The cybersecurity industry remains fragmented, with some organizations having as many as 85 security tools from 45 different vendors. Many of these technologies have been acquired over multiple years to address specific challenges across the complex threat landscape. Each new product needs to be properly installed, configured and managed over its life cycle — and many of these technologies sit in silos, which limits their ability to deliver more effective security.
At the same time, highly collaborative cybercriminals are launching sophisticated attacks that are hard to see and stop, and traditional security practices are unsustainable. That’s why security teams must adopt a new strategy that is rooted in collaboration — an approach that connects the dots across products, people and processes for faster, more effective threat detection and response.
External and Internal Pressures
Every day, we hear about new breaches that impact organizations’ reputations, bottom lines and supply chains. What’s more, these breaches affect customer sentiment, particularly incidents that expose personally identifiable information (PII).
With the number of Internet of Things (IoT) devices forecast to reach 20.4 billion by 2020, according to Gartner, keeping these devices secure will become an even greater challenge. Cybercriminals will undoubtedly continue to collaborate on the Dark Web to obtain and exchange this high-value PII and use social engineering to steal records to the tune of trillions of dollars.
Compliance mandates will also be a top priority and challenge for organizations. The General Data Protection Regulation (GDPR), for example, will go into effect on May 25. This mandate doesn’t just impact European countries — any organization that process, stores or uses data related to European Union (EU) citizens must be compliant.
Organizations are also struggling to cope with the growing skills gap in cybersecurity, both in terms of the sheer quantity — there will be 1.8 million unfilled positions over the next few years — and the associated expertise. This lack of resources is compounded by the growing number of disparate security tools and alerts. Still, many organizations attempt to integrate these products themselves by purchasing even more solutions.
Listen to the podcast: Collaboration — The Secret to More Effective Security
Advanced Threat Detection and Response
There is somewhat of a misconception around product coverage in many of today’s organizations. Are you really protected by simply checking the box and having an array of products across endpoints, networks, users and cloud? It’s absolutely critical to have that coverage, but it needs to be in conjunction with products integrating together to deliver best-of-suite solutions that translate into more effective security.

----

▸ **Exercises**:
**A)** Answer these questions from the passage on cybersecurity, one answer per line, marked like the questions:
(i) How many security tools from how many vendors do some organizations have?
(ii) On what date does the General Data Protection Regulation go into effect?
(iii) How many cybersecurity positions will go unfilled over the next few years?
**B)** According to the passage on cybersecurity, why must security teams adopt a strategy rooted in collaboration? Answer in one to three sentences.

----

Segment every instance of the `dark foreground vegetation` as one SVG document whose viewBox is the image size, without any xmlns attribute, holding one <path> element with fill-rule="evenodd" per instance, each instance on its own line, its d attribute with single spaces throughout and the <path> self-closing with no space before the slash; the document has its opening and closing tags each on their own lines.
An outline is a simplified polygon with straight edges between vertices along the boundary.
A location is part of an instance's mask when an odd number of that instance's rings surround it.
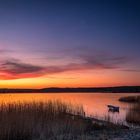
<svg viewBox="0 0 140 140">
<path fill-rule="evenodd" d="M 128 123 L 140 125 L 140 96 L 122 97 L 119 101 L 132 103 L 126 115 L 126 121 Z"/>
<path fill-rule="evenodd" d="M 69 93 L 69 92 L 102 92 L 102 93 L 140 93 L 140 86 L 89 87 L 89 88 L 43 88 L 43 89 L 8 89 L 1 88 L 0 93 Z"/>
<path fill-rule="evenodd" d="M 126 128 L 87 118 L 81 106 L 59 101 L 0 105 L 0 140 L 90 140 L 98 130 L 118 129 Z"/>
<path fill-rule="evenodd" d="M 126 121 L 135 125 L 140 125 L 140 102 L 134 104 L 128 111 Z"/>
</svg>

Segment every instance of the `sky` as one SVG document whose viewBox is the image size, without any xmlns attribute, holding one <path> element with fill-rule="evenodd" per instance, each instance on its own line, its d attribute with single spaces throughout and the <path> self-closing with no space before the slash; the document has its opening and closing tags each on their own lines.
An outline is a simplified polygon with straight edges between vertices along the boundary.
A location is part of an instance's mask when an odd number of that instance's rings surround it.
<svg viewBox="0 0 140 140">
<path fill-rule="evenodd" d="M 140 85 L 138 0 L 1 0 L 0 88 Z"/>
</svg>

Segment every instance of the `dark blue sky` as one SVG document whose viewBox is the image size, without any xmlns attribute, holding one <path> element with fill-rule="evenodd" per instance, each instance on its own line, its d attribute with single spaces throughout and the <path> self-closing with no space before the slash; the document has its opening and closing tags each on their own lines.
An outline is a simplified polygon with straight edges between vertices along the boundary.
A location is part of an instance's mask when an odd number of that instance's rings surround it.
<svg viewBox="0 0 140 140">
<path fill-rule="evenodd" d="M 1 0 L 1 59 L 57 66 L 88 57 L 139 72 L 139 7 L 138 0 Z"/>
</svg>

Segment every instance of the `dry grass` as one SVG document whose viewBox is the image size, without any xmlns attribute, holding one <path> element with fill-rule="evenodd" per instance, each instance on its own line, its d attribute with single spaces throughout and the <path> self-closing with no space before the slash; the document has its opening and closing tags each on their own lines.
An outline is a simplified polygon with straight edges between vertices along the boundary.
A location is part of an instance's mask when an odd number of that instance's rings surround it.
<svg viewBox="0 0 140 140">
<path fill-rule="evenodd" d="M 72 115 L 74 114 L 74 115 Z M 81 106 L 59 101 L 0 105 L 0 140 L 41 140 L 83 134 L 91 122 Z"/>
<path fill-rule="evenodd" d="M 126 121 L 140 125 L 140 103 L 134 104 L 126 115 Z"/>
</svg>

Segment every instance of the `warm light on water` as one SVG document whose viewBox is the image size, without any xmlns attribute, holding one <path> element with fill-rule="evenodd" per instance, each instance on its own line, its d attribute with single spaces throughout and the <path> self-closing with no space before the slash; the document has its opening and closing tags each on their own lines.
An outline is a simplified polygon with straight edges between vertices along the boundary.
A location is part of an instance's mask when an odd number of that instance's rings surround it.
<svg viewBox="0 0 140 140">
<path fill-rule="evenodd" d="M 135 93 L 30 93 L 30 94 L 0 94 L 0 103 L 45 102 L 61 100 L 66 103 L 82 105 L 87 115 L 104 118 L 109 115 L 115 121 L 124 121 L 130 107 L 128 103 L 119 102 L 123 96 L 138 95 Z M 120 107 L 119 113 L 109 113 L 107 105 Z"/>
</svg>

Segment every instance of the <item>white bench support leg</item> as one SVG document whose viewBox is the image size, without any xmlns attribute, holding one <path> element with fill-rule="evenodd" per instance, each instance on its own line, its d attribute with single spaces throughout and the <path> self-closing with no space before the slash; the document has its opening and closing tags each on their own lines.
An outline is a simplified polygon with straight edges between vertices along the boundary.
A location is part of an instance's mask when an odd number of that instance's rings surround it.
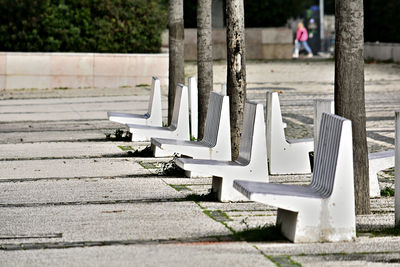
<svg viewBox="0 0 400 267">
<path fill-rule="evenodd" d="M 213 176 L 212 192 L 217 194 L 217 198 L 221 202 L 249 201 L 247 197 L 233 188 L 233 179 Z"/>
<path fill-rule="evenodd" d="M 395 115 L 395 225 L 400 226 L 400 111 Z"/>
<path fill-rule="evenodd" d="M 189 77 L 190 134 L 198 138 L 199 128 L 199 92 L 195 77 Z"/>
</svg>

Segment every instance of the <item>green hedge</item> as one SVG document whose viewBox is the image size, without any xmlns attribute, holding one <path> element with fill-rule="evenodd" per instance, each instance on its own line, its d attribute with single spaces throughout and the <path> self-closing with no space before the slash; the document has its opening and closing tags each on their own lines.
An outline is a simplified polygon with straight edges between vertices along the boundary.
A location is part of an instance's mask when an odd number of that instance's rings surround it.
<svg viewBox="0 0 400 267">
<path fill-rule="evenodd" d="M 157 0 L 0 0 L 0 50 L 159 52 L 167 11 Z"/>
</svg>

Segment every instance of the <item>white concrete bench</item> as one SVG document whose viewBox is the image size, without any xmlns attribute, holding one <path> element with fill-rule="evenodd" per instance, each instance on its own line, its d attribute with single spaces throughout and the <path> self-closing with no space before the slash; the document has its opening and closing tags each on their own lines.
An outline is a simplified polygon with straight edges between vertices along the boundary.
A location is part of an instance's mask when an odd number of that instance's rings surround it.
<svg viewBox="0 0 400 267">
<path fill-rule="evenodd" d="M 151 126 L 162 126 L 162 107 L 161 107 L 161 88 L 160 80 L 153 77 L 151 83 L 150 100 L 148 103 L 147 113 L 131 114 L 131 113 L 118 113 L 107 112 L 110 121 L 123 123 L 123 124 L 140 124 Z"/>
<path fill-rule="evenodd" d="M 310 173 L 312 139 L 286 140 L 277 92 L 267 92 L 267 151 L 270 174 Z"/>
<path fill-rule="evenodd" d="M 190 114 L 190 135 L 197 139 L 199 133 L 199 90 L 196 78 L 189 77 L 189 114 Z"/>
<path fill-rule="evenodd" d="M 394 224 L 400 226 L 400 111 L 395 111 Z"/>
<path fill-rule="evenodd" d="M 246 101 L 239 157 L 235 161 L 177 158 L 176 164 L 187 171 L 213 175 L 213 192 L 220 201 L 247 200 L 233 189 L 233 179 L 268 182 L 264 109 L 262 104 Z"/>
<path fill-rule="evenodd" d="M 235 180 L 234 187 L 250 200 L 278 207 L 276 223 L 293 242 L 352 240 L 356 235 L 352 147 L 351 122 L 324 113 L 309 185 Z"/>
<path fill-rule="evenodd" d="M 151 138 L 155 157 L 185 155 L 195 159 L 231 159 L 229 97 L 211 92 L 208 103 L 204 138 L 199 141 Z"/>
<path fill-rule="evenodd" d="M 320 127 L 320 117 L 323 112 L 334 113 L 333 100 L 315 99 L 314 100 L 314 143 L 318 144 L 316 132 Z M 394 150 L 387 150 L 368 154 L 369 160 L 369 196 L 380 197 L 381 190 L 378 181 L 378 172 L 394 166 Z"/>
<path fill-rule="evenodd" d="M 179 84 L 176 87 L 174 110 L 171 125 L 168 127 L 128 124 L 132 141 L 150 141 L 152 137 L 190 140 L 189 134 L 189 96 L 188 88 Z"/>
</svg>

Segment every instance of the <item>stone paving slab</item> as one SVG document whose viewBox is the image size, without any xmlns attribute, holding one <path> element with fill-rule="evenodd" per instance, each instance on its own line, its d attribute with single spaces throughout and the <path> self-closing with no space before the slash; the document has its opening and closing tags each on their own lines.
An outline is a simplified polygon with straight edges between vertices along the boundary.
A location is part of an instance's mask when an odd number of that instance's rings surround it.
<svg viewBox="0 0 400 267">
<path fill-rule="evenodd" d="M 143 168 L 134 158 L 0 161 L 0 181 L 44 178 L 138 177 L 157 173 L 157 169 Z"/>
<path fill-rule="evenodd" d="M 245 242 L 0 251 L 0 258 L 5 266 L 276 266 Z"/>
<path fill-rule="evenodd" d="M 400 253 L 400 237 L 358 237 L 354 242 L 293 244 L 254 243 L 266 255 Z"/>
<path fill-rule="evenodd" d="M 390 149 L 393 110 L 400 109 L 400 68 L 367 64 L 365 69 L 369 149 Z M 250 62 L 247 70 L 248 98 L 265 103 L 267 90 L 280 91 L 287 137 L 312 137 L 313 99 L 333 98 L 334 63 Z M 214 87 L 219 88 L 226 80 L 226 65 L 217 63 L 214 72 Z M 185 73 L 196 74 L 194 65 L 187 64 Z M 144 113 L 148 94 L 149 88 L 0 92 L 0 99 L 7 99 L 0 101 L 0 158 L 7 159 L 0 161 L 0 265 L 3 258 L 12 265 L 19 258 L 21 265 L 31 265 L 30 259 L 38 265 L 56 260 L 68 265 L 76 259 L 76 265 L 95 266 L 128 260 L 129 265 L 175 266 L 397 263 L 398 237 L 364 234 L 355 242 L 338 244 L 226 243 L 231 230 L 274 224 L 276 209 L 250 202 L 188 201 L 185 196 L 208 193 L 211 179 L 159 176 L 161 162 L 171 158 L 114 158 L 126 152 L 116 152 L 117 142 L 106 142 L 105 133 L 126 128 L 107 121 L 106 111 Z M 54 142 L 67 140 L 63 143 L 70 147 Z M 41 151 L 43 144 L 46 149 Z M 130 142 L 121 144 L 136 148 Z M 79 151 L 82 146 L 86 148 Z M 37 160 L 21 160 L 26 155 Z M 53 158 L 41 159 L 43 155 Z M 270 181 L 306 184 L 310 176 L 271 176 Z M 371 215 L 357 216 L 358 230 L 393 225 L 393 197 L 373 199 L 371 208 Z M 222 241 L 214 243 L 217 239 L 210 235 Z"/>
<path fill-rule="evenodd" d="M 0 207 L 112 204 L 183 197 L 157 177 L 39 180 L 1 183 L 0 186 Z"/>
<path fill-rule="evenodd" d="M 0 236 L 62 233 L 55 238 L 0 239 L 1 244 L 37 242 L 168 240 L 229 235 L 193 202 L 2 207 Z"/>
</svg>

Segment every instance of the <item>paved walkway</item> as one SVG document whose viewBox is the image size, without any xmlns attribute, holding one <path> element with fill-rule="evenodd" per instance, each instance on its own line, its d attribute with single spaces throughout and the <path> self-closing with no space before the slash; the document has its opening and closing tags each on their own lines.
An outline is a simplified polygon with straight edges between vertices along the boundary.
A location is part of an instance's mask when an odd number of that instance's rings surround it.
<svg viewBox="0 0 400 267">
<path fill-rule="evenodd" d="M 215 64 L 215 90 L 225 69 Z M 264 102 L 266 90 L 281 91 L 288 137 L 311 137 L 313 99 L 333 98 L 333 72 L 331 61 L 250 62 L 248 98 Z M 195 66 L 187 64 L 186 73 L 195 74 Z M 391 149 L 400 67 L 369 64 L 365 76 L 369 150 Z M 400 266 L 400 237 L 371 232 L 393 226 L 393 197 L 372 199 L 372 214 L 357 216 L 354 242 L 238 238 L 273 225 L 276 209 L 207 201 L 201 195 L 211 178 L 163 174 L 170 158 L 132 157 L 146 144 L 106 138 L 126 130 L 107 121 L 106 112 L 144 113 L 148 93 L 148 87 L 0 91 L 0 266 Z M 380 173 L 380 184 L 393 185 L 390 170 Z"/>
</svg>

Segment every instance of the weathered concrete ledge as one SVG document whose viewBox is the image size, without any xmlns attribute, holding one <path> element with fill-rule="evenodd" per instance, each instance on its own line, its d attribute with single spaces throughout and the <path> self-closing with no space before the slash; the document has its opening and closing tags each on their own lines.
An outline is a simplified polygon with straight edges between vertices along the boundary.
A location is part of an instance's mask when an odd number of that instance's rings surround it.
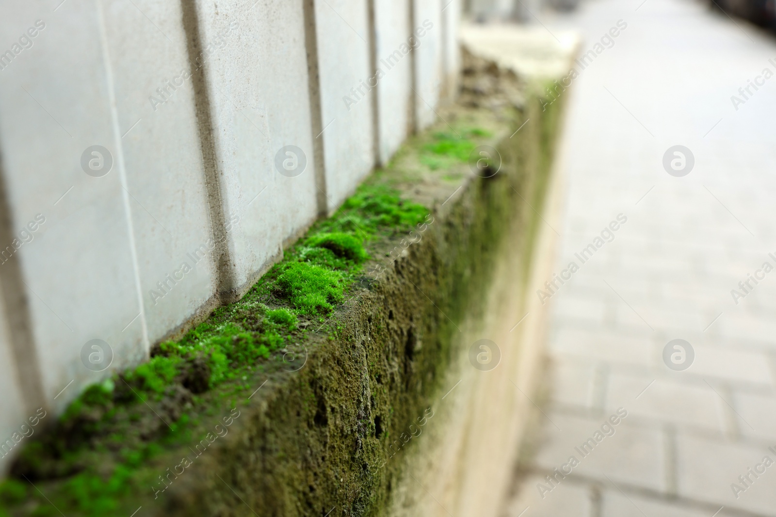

----

▸ **Written responses**:
**A)**
(i) As many as 85 security tools from 45 different vendors.
(ii) May 25.
(iii) 1.8 million.

**B)** Highly collaborative cybercriminals are launching sophisticated attacks that are hard to see and stop, and traditional security practices are unsustainable. A collaborative approach connects the dots across products, people and processes, giving faster, more effective threat detection and response.